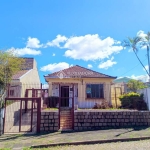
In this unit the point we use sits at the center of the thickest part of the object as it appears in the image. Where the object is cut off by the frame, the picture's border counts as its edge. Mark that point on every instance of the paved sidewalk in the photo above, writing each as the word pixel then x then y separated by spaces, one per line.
pixel 99 136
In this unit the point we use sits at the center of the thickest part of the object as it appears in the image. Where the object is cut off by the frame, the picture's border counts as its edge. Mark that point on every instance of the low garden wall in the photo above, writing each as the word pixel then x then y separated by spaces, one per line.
pixel 49 121
pixel 94 119
pixel 97 119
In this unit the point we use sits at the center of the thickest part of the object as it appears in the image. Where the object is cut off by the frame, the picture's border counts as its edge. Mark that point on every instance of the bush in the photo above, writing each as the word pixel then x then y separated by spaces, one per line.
pixel 133 101
pixel 103 105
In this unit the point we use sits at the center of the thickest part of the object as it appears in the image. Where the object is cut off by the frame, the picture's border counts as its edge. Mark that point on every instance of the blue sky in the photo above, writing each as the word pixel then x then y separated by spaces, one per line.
pixel 83 32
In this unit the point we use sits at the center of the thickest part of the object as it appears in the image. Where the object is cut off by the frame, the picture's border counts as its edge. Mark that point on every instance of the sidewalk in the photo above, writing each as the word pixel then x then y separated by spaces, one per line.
pixel 98 136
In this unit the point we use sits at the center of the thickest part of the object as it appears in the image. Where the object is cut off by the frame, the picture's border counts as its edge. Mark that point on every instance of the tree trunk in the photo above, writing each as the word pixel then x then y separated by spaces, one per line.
pixel 140 61
pixel 148 61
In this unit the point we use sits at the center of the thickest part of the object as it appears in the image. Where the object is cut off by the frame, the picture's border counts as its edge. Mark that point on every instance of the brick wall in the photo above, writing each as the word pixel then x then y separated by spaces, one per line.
pixel 96 119
pixel 89 120
pixel 49 121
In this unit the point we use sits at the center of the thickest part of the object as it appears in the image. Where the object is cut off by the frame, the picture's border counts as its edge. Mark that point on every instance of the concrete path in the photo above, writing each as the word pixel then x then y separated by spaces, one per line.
pixel 100 136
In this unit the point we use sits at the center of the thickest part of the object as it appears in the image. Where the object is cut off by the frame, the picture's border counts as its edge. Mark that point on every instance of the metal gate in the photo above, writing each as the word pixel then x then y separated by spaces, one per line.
pixel 22 115
pixel 66 108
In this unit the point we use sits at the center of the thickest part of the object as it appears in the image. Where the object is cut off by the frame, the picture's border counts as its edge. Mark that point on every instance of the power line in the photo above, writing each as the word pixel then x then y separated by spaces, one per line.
pixel 132 68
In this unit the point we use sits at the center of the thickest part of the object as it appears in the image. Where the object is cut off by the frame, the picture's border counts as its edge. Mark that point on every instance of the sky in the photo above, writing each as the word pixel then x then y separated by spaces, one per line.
pixel 59 34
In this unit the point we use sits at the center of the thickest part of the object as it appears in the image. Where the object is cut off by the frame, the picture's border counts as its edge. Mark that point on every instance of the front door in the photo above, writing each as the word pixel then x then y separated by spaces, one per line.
pixel 64 96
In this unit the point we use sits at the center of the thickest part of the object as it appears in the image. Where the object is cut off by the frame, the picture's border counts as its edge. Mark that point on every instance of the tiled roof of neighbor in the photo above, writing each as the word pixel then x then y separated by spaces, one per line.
pixel 122 80
pixel 19 74
pixel 79 71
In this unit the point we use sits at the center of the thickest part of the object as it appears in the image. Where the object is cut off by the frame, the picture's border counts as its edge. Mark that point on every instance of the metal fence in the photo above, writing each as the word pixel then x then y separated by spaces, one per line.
pixel 2 99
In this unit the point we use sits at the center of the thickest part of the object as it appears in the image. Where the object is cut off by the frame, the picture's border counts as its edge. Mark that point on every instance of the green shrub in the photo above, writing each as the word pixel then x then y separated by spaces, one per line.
pixel 133 101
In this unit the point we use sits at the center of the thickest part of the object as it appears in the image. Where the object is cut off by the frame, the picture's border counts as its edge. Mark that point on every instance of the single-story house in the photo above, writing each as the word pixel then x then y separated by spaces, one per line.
pixel 85 86
pixel 26 78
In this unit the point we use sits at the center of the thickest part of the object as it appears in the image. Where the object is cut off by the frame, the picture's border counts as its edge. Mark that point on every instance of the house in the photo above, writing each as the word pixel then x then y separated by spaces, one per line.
pixel 86 87
pixel 26 78
pixel 122 83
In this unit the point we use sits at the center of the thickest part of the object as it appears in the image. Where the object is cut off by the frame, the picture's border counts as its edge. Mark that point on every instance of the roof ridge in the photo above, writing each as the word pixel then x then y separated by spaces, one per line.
pixel 61 70
pixel 94 71
pixel 83 68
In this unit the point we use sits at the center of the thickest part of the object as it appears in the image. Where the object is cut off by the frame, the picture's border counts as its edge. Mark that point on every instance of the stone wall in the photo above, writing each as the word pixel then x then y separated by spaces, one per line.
pixel 49 121
pixel 96 119
pixel 90 120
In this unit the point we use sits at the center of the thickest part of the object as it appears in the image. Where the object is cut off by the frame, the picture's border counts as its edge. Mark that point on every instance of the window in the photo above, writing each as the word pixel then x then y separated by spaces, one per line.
pixel 11 92
pixel 94 91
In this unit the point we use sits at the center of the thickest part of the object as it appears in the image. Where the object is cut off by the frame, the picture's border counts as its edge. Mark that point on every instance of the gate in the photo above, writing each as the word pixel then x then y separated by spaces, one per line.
pixel 22 115
pixel 66 108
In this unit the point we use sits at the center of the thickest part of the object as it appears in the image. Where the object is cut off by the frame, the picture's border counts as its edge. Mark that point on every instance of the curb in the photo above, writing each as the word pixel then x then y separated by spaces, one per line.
pixel 90 142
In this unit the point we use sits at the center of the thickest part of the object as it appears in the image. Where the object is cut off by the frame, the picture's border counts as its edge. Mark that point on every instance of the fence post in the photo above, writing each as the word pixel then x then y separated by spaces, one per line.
pixel 59 105
pixel 38 115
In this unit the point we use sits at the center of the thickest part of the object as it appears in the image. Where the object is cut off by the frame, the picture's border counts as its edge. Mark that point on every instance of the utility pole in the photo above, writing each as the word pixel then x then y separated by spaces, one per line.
pixel 148 61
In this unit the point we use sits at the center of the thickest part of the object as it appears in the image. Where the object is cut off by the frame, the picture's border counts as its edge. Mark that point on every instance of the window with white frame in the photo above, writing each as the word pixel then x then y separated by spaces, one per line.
pixel 94 91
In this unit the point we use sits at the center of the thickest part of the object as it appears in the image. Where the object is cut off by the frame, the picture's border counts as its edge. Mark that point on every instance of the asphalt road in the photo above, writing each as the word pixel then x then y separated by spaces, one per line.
pixel 136 145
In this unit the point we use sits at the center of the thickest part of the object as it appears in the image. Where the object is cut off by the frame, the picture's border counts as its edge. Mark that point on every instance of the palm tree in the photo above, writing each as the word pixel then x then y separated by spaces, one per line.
pixel 133 43
pixel 146 43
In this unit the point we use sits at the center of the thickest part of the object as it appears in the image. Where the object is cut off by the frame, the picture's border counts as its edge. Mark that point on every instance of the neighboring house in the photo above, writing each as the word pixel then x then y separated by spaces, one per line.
pixel 90 87
pixel 122 83
pixel 26 78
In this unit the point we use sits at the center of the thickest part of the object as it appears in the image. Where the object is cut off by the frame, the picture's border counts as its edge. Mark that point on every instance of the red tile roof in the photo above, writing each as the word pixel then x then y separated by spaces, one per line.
pixel 78 71
pixel 19 74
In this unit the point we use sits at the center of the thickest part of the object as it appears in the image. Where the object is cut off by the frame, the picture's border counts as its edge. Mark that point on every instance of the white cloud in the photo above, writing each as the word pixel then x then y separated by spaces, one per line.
pixel 88 47
pixel 55 67
pixel 33 43
pixel 90 66
pixel 25 51
pixel 56 42
pixel 141 34
pixel 143 78
pixel 107 64
pixel 146 68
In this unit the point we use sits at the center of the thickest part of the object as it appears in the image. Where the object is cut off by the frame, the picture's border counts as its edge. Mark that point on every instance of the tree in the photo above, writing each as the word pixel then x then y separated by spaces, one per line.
pixel 134 43
pixel 135 85
pixel 9 65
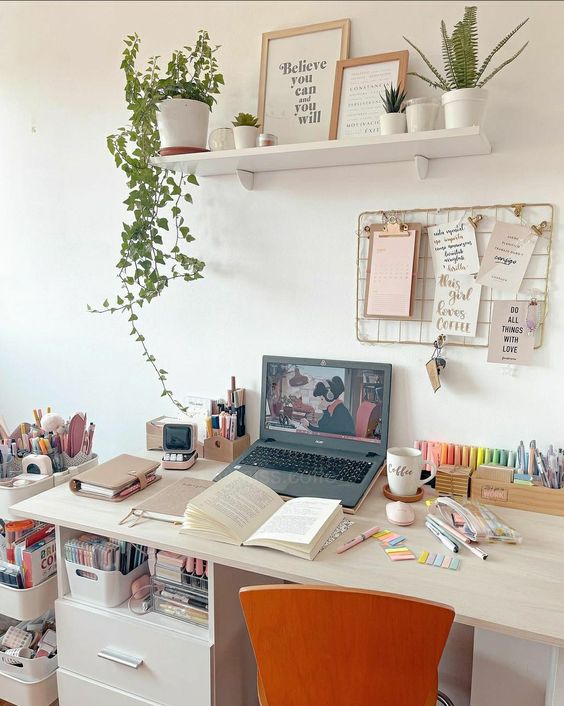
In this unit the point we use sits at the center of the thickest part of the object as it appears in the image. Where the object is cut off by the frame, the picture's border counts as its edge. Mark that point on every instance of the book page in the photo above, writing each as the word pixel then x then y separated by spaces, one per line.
pixel 298 521
pixel 239 503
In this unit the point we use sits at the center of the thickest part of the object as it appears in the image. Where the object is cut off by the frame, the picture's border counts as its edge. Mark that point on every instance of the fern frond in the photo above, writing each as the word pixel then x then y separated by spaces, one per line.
pixel 448 55
pixel 501 66
pixel 465 47
pixel 497 48
pixel 443 83
pixel 440 86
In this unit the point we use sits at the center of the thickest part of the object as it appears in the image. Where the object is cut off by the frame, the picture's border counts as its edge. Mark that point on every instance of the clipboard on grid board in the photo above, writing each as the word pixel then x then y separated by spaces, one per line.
pixel 391 275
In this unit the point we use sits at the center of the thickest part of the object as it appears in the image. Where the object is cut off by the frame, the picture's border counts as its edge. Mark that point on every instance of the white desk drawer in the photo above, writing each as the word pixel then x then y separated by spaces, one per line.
pixel 75 690
pixel 133 655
+-------+
**DIRECTIONS**
Your answer should hold the line with "the white desk" and each line after it to the end of the data, retyped exactly. Include no other lines.

**WRITTEN SOLUTION**
In this unit the point we use sits at the center of the thickest part of the object as it appears in the image. Where the object is cut off by the frame, the picture's border counts as its edge. Mark that point on every instance of the white desk drawer in the photo above, writing each as the word pixel then x then y separated by spaces, one per line.
pixel 75 690
pixel 133 655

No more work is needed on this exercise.